> WHAT TO DO: Resume the passage on GLP-1 and GLP-2 levels after liver resection, picking up right after its final sentence.

> TEXT SECTION:
When examining changes in plasma lipid levels until POD5, expressed as ratios to illustrate alterations relative to the baseline levels, only triglycerides and total cholesterol appeared to significantly decrease in PHLF. This decrease is presumably due to either increased consumption or exhausted mobilization/production in PHLF (Fig. 4b + e + h + k + n + q). Examining the time course, delineated as AUC, we did not observe any differences in triglyceride levels within the first 5 days postoperatively (Fig. 4a, Supplementary Materials & Methods Table S2).
Is has been reported previously, that GLP-1 and GLP-2 exhibit inverse effects on plasma lipid levels. To evaluate the balance of GLP-1 and GLP-2 on plasma lipid parameters, we integrated patients, who displayed the most extreme postoperative changes in the GLP-1/GLP-2 ratio, into a GLP-1/GLP-2 “high” and “low” group, and compared postoperative changes of lipid parameters, in order to delineate the combination of GLP effects on plasma lipid parameters postoperatively. We saw, that within patients who had a more pronounced postoperative decrease in the GLP-1/GLP-2 ratio, a significant association with a stronger decrease of lipid parameter (except triglycerides) could be observed (Fig. 4c + f + i + l + o + r). Given the fact that GLP-1 has a lipid lowering and GLP-2 a lipid increasing effect, these observations suggest a postoperative decline of GLP-1 and/or increase of GLP-2 levels may reflect a compensatory mechanism to maintain lipid homeostasis during liver regeneration. In patients with PHLF, postoperative GLP-2 AUCs trended to correlate with triglyceride AUCs (R = 0.750) and inversely with total cholesterol AUCs (R = − 0.821) (Supplementary Materials & Methods Table S5), suggesting that up to a certain point in PHLF, plasma lipid concentrations are linked to GLP-2 plasma levels.
Discussion
With this study we were able to explore the time course of GLP-1 and GLP-2 in a yet unexplored clinical context, which expands our current knowledge of their “incretin” properties of regulating energy substrate resorption, trafficking and homeostasis postprandially15. We uncovered GLP-1 and GLP-2 being dynamically regulated in human liver regeneration after hepatic resections, independent of oral food intake. Intriguingly, when liver regeneration happens to be impaired and PHLF occurred, postoperative GLP-1 and GLP-2 plasma concentrations were subjected to even more pronounced changes, compared to the dynamics seen in patients who did not develop PHLF. We could present, that these variations in plasma GLP levels were not solely associated with the volume of lost liver tissue, or the development of severe postoperative morbidity, as could have been assumed, considering previous studies which reported GLP-1 elevation in patients with sepsis16. Our data delineated a pronounced increase in GLP-2 plasma levels, with a concomitant distinctive decline in GLP-1 concentrations in PHLF patients. This converse postoperative dynamics were unexpected, given the fact that GLP-1 and GLP-2 are released in parallel, in equimolar concentrations from enteroendocrine L-cells, triggered by the same stimulus15.

> INPUT DATA:
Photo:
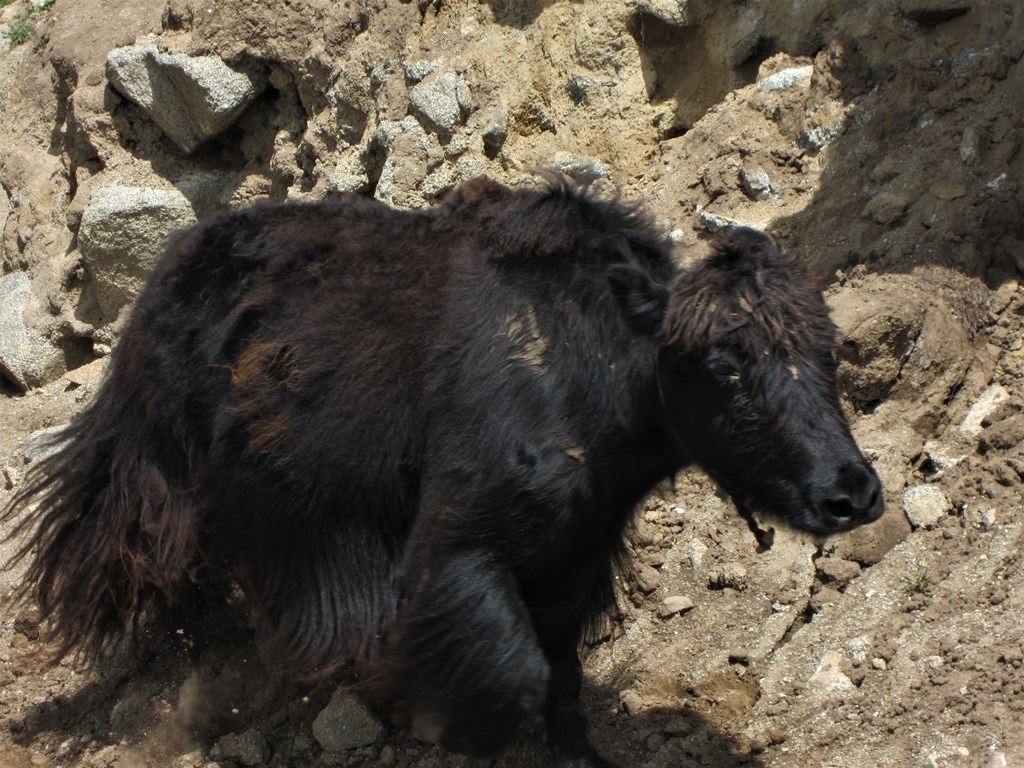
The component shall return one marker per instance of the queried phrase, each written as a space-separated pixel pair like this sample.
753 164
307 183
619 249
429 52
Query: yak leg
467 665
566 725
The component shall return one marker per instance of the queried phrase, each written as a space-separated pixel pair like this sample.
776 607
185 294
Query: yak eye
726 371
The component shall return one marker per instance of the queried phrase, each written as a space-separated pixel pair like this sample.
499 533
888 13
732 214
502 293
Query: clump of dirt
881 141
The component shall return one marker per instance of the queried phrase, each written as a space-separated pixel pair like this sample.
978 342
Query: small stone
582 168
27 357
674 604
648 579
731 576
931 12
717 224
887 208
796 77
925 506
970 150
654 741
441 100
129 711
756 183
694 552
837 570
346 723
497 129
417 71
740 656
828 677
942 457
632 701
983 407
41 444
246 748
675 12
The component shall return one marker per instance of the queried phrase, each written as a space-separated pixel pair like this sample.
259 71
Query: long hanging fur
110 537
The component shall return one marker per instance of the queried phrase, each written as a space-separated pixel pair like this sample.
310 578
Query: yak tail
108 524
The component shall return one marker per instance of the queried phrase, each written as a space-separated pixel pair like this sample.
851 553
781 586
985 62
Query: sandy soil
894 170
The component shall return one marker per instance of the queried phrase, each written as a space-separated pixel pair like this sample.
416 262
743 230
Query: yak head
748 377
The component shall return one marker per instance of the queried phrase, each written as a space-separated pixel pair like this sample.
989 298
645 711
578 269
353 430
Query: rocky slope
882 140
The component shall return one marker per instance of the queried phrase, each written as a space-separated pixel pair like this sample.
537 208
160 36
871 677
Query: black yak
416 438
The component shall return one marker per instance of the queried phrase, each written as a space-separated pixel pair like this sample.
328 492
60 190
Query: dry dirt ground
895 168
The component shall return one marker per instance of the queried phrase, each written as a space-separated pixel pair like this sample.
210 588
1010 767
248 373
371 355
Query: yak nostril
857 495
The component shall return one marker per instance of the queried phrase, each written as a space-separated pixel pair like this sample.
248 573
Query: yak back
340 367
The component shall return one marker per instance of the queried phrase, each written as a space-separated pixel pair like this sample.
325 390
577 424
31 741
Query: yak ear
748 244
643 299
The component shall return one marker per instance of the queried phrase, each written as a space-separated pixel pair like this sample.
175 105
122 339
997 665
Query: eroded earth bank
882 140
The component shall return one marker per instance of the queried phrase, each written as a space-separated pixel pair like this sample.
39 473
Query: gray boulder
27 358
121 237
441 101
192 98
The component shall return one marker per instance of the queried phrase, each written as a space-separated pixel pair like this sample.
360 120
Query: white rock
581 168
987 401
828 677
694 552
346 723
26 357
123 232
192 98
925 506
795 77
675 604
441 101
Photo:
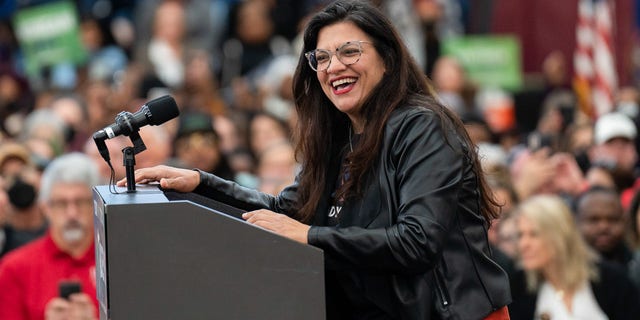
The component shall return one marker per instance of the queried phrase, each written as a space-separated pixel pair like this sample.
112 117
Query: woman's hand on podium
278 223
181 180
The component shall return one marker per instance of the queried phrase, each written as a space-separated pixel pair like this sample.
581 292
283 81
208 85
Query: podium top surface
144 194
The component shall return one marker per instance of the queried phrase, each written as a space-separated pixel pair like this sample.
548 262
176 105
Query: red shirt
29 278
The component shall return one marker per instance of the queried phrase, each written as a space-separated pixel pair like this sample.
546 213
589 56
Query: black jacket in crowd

> RESPONSE:
We initially hypothesized that postoperative alterations of GLP-1 and GLP-2 concentration might be caused by changes in their degradation kinetics. DPP4 is an exopeptidase, expressed on the cell surface of many different cell-types including hepatocytes17, but it also occurs in an enzymatically active soluble form, cleaved from the cell surface. Interestingly degradation of GLPs happens so fast after secretion, that only 25% of active GLP-1 leaves the gut and another 50% is degraded in the portal venous system with only 10–15% leaving the liver intact15, underlining the major role of the liver in GLP clearance.
Given the fact, that we detected hepatic DPP4 expression on hepatocytes, in immunohistochemical staining predominantly on the bile canaliculi directed surface in the perivenous portal zone, and not in the sinusoidal space, we speculated that the distinctive degradation of GLPs on their passage through the liver is facilitated via the soluble DPP4 in the portal circulation and not by the membrane bound form. Strikingly, we observed a significant decrease of DPP4 postoperatively in general, but the resection extend solely did not account for any differences in plasma DPP4 level, assuming a different primary source of soluble DPP4 e.g. adipose, visceral adipose tissue and also hematopoietic cells have been discussed in the literature18. Acknowledging these facts, postoperative GLP-1 and GLP-2 alterations in PHLF are not explainable solely by circulating DPP4 level.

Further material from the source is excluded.